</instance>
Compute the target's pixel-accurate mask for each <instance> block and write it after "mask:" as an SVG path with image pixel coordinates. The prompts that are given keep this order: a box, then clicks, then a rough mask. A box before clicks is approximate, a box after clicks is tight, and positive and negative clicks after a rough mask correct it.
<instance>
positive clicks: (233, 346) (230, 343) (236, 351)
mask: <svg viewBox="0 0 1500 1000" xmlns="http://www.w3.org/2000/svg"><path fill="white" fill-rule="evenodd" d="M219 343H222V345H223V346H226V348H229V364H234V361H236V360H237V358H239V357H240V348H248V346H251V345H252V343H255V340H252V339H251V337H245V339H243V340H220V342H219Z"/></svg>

########################################

▶ _Problem_:
Retype all of the entries exactly, please.

▶ _Solution for this task_:
</instance>
Compute the target's pixel-accurate mask for each <instance> block and write it after "mask:" as an SVG path with image pixel coordinates. The prompts that are given keep this order: a box, then clicks, then a rough mask. A box before clicks is approximate, a box after clicks is tight, and positive and negative clicks after a rough mask correct it.
<instance>
positive clicks: (233, 346) (230, 343) (236, 351)
mask: <svg viewBox="0 0 1500 1000" xmlns="http://www.w3.org/2000/svg"><path fill="white" fill-rule="evenodd" d="M219 343H222V345H223V346H226V348H229V364H234V361H236V360H237V358H239V357H240V348H248V346H251V345H252V343H255V340H252V339H251V337H245V339H243V340H220V342H219Z"/></svg>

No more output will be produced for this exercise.